→ TAREFAS PROPOSTAS:
A. Responda às perguntas abaixo com base no trecho sobre o filme O Garoto.
(i) Em que ano foi lançado O Garoto?
(ii) Qual é o nome do personagem icônico de Chaplin?
(iii) Que acontecimento causou o sofrimento e as privações da época?
B. Explique, segundo o trecho sobre o filme O Garoto, por que nada se perdeu no cinema com o passar do tempo.

→ TRECHO APRESENTADO:
****************************************

A arte de fazer rir e chorar em um único filme.

9,5

É comum com o passar do tempo que alguns valores e prioridades percam a força e sejam substituídos por ideais e maneiras de pensar diferentes. O mundo cresceu com isso, não há como negar, mas é certo também que muita coisa boa acabou ficando para trás. É essa uma das ordens naturais da vida, e infelizmente nem tudo pode ser recuperado. Mas com o cinema é diferente. Se formos parar e pensar no que significava o cinema quando surgiu e no que ele passou a significar com a passagem dos anos, é até surpreendente notar como foi mudando e se transformando. No entanto, nesse caso, nada se perdeu; apenas mudou. Assim como qualquer outra forma de arte, os filmes são eternos e podem renascer a cada vez que são assistidos, trazendo consigo aqueles valores e prioridades que hoje já não existem mais. E não há filmografia mais capaz de provar isso do que a de Charles Chaplin, dono de um jeito de filmar que nunca mais foi igualado. Para entender essa magia renascendo, esse retorno às origens da Sétima Arte, basta assistir a apenas um exemplar deste rico currículo: O Garoto (The Kid, 1921), um trabalho que remete ao que há de mais valioso em qualquer ramificação da arte – o coração.

No começo da década de 1920, o cinema era um entretenimento relativamente recente e, portanto, ainda um tanto cru; nada de efeitos especiais ou enredos muito mirabolantes. As premissas simples e até inocentes eram mais recorrentes, e um dos maiores nomes do ramo era Chaplin, com seu personagem icônico, Carlitos (ou Vagabundo). Em uma época de sofrimento e privações causados pela Primeira Guerra Mundial, o Vagabundo servia não apenas como um “palhaço”, mas também como uma válvula de escape para toda a agonia que ainda prevalecia. Chaplin o usava como um tipo de consolo que tantos precisavam, assim como também o usava como um manifesto contra a condição deplorável do mundo pós-guerra. Mas foi apenas com O Garoto que o diretor incluiu nesse universo de Carlitos um núcleo familiar, a única coisa que faltava para enriquecer por completo a gama de temas pertinentes que sempre marcaram presença nas aventuras do personagem.

****************************************

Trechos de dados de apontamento

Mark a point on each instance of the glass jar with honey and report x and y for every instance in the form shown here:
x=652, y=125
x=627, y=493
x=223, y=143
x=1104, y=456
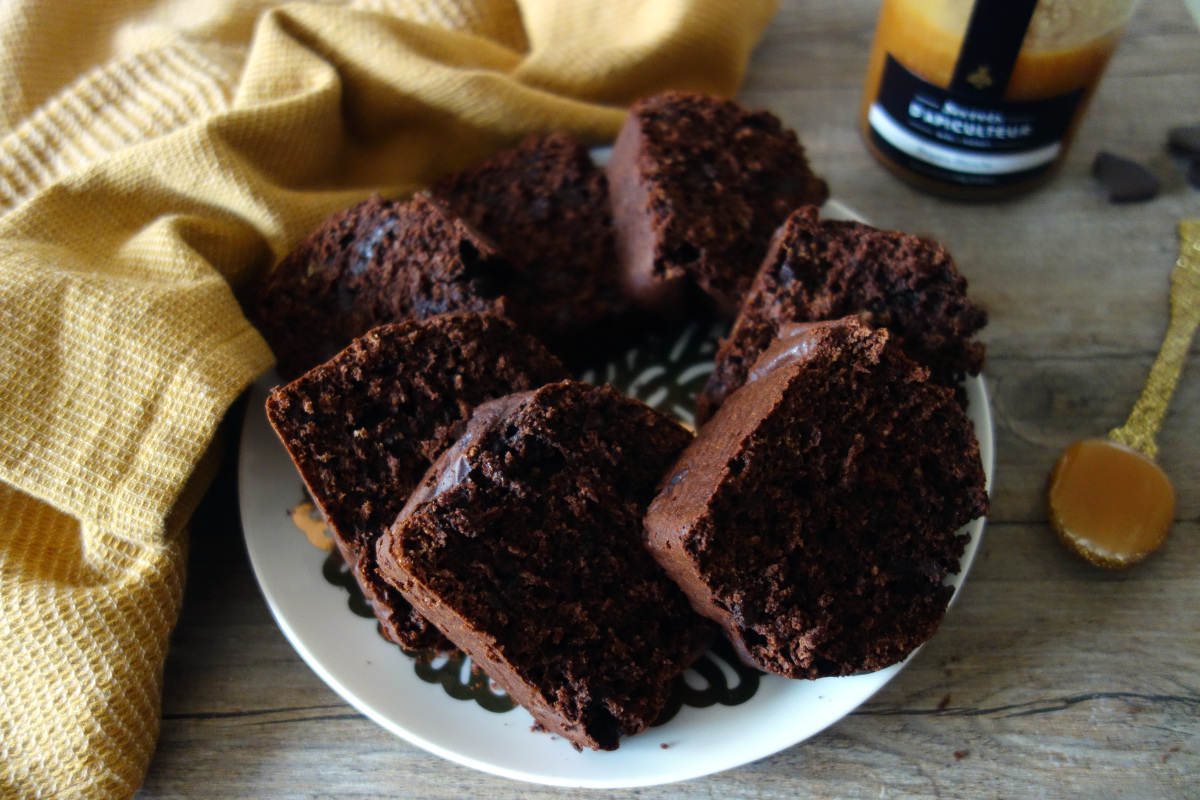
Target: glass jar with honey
x=979, y=98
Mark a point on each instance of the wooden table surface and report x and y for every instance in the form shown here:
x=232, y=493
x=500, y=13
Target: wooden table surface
x=1049, y=678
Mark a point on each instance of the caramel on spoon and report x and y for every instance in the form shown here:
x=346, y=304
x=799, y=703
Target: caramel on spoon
x=1109, y=501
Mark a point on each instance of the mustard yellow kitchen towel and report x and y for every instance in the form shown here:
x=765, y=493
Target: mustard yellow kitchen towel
x=156, y=158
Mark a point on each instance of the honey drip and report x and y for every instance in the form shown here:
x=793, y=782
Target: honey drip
x=1108, y=500
x=306, y=517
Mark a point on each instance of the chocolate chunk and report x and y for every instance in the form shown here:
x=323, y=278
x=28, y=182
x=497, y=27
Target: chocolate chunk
x=1125, y=180
x=1185, y=140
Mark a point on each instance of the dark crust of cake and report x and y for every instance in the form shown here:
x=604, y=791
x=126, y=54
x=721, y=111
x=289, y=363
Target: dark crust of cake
x=700, y=184
x=364, y=428
x=816, y=516
x=820, y=270
x=545, y=204
x=528, y=554
x=378, y=262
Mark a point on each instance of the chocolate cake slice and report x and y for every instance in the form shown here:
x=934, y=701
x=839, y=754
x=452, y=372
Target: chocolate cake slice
x=545, y=204
x=525, y=547
x=699, y=185
x=364, y=427
x=817, y=515
x=378, y=262
x=820, y=270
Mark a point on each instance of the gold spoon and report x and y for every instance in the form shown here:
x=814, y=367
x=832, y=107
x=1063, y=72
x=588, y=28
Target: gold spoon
x=1108, y=500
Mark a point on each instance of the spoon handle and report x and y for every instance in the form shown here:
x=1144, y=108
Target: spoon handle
x=1141, y=427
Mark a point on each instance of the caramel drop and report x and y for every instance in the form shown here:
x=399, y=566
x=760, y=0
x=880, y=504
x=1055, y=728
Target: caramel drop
x=1109, y=503
x=307, y=519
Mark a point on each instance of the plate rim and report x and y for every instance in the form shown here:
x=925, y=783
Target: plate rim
x=979, y=410
x=673, y=769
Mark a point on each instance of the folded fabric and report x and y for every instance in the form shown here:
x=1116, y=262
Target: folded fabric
x=156, y=158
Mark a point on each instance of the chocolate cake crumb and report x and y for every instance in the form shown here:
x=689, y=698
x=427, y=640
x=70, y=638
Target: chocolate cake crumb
x=525, y=546
x=699, y=185
x=545, y=204
x=816, y=516
x=821, y=270
x=364, y=428
x=378, y=262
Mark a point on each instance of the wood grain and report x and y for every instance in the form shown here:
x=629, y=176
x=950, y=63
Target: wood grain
x=1049, y=678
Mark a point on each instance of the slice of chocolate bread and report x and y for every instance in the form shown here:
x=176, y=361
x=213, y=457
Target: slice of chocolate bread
x=525, y=547
x=699, y=185
x=816, y=516
x=364, y=427
x=545, y=204
x=379, y=262
x=819, y=270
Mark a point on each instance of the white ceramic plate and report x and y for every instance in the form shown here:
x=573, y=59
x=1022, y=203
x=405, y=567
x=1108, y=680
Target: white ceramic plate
x=383, y=683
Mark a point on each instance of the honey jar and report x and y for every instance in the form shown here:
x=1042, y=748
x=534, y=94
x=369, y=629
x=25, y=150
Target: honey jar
x=979, y=98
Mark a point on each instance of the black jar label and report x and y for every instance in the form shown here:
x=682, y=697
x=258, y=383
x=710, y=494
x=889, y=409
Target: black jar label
x=963, y=139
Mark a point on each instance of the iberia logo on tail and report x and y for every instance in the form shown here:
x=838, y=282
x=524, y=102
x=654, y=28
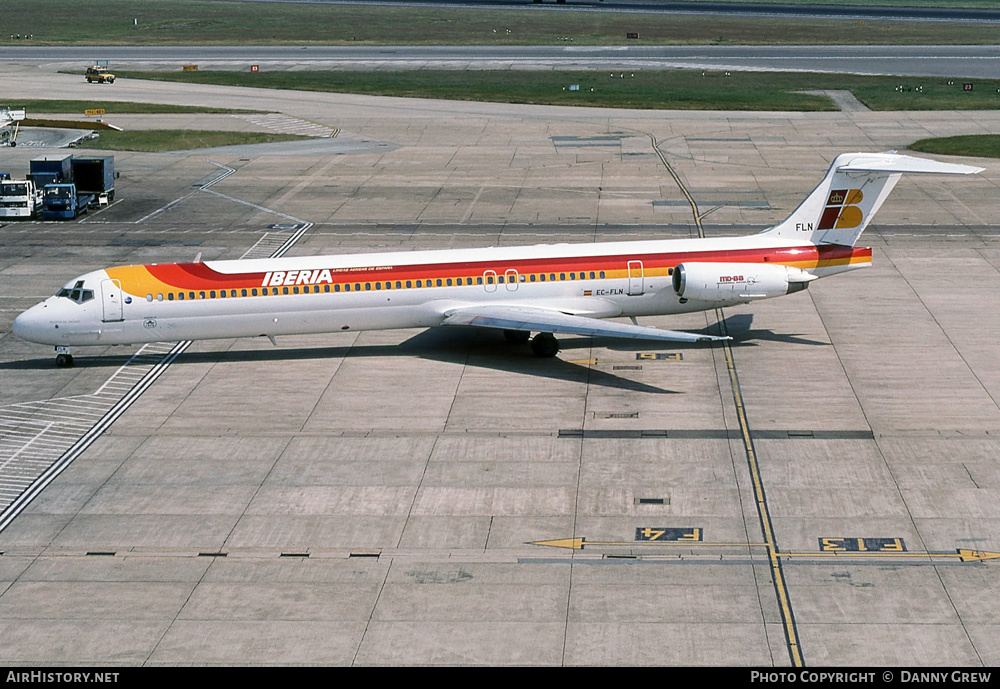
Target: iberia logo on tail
x=842, y=211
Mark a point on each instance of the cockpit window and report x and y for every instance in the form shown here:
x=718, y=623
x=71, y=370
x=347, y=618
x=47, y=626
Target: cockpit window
x=76, y=293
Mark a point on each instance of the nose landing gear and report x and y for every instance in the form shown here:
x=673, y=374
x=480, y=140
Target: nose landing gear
x=63, y=358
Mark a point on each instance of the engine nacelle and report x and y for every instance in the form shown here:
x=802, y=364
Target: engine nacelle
x=726, y=282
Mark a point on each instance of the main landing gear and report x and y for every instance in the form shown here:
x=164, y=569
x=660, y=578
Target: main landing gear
x=63, y=358
x=542, y=344
x=545, y=345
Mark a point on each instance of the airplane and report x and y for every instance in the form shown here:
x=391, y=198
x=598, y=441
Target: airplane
x=9, y=127
x=545, y=289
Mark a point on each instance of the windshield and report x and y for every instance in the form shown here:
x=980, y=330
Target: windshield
x=76, y=293
x=57, y=192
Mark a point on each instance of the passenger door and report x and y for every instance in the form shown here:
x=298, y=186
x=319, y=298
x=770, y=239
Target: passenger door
x=111, y=296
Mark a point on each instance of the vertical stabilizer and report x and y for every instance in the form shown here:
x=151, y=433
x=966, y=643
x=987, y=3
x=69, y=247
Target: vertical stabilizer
x=840, y=208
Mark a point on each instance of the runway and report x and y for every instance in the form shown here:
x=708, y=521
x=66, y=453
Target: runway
x=439, y=497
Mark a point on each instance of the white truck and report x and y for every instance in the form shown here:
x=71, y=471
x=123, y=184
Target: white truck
x=19, y=198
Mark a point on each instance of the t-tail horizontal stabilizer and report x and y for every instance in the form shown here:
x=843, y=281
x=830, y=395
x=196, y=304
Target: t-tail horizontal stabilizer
x=840, y=208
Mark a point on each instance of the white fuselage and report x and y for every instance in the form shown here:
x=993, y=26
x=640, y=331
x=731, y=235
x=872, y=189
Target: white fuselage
x=287, y=296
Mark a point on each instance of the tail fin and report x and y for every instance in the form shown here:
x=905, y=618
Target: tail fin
x=840, y=208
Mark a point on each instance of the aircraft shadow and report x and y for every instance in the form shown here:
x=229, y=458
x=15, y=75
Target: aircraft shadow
x=462, y=346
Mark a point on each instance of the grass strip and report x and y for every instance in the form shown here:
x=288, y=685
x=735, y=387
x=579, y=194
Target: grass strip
x=160, y=140
x=662, y=90
x=975, y=145
x=189, y=22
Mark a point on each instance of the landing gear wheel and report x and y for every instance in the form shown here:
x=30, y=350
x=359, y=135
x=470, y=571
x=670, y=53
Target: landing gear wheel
x=517, y=336
x=544, y=344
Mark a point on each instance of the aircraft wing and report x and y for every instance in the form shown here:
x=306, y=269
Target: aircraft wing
x=551, y=321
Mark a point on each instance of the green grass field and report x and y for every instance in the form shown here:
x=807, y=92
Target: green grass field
x=179, y=140
x=188, y=22
x=981, y=145
x=666, y=90
x=77, y=107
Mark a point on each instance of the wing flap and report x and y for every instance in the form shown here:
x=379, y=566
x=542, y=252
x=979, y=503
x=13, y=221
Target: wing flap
x=551, y=321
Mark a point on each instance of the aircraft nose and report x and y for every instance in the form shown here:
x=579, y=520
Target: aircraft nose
x=30, y=325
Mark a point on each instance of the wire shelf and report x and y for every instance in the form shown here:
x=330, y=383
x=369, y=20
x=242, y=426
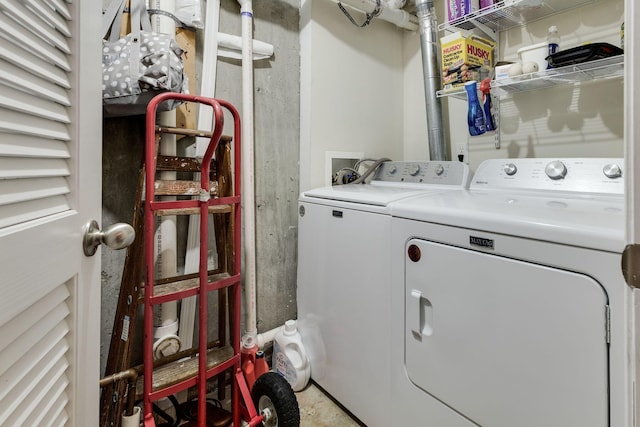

****************************************

→ RESPOSTAS ESCRITAS:
A.
(i) Em 1921.
(ii) Carlitos, também chamado de Vagabundo.
(iii) A Primeira Guerra Mundial.

B. Como qualquer outra forma de arte, os filmes são eternos e podem renascer a cada vez que são assistidos. Assim, trazem de volta valores e prioridades que hoje já não existem, de modo que o cinema apenas mudou.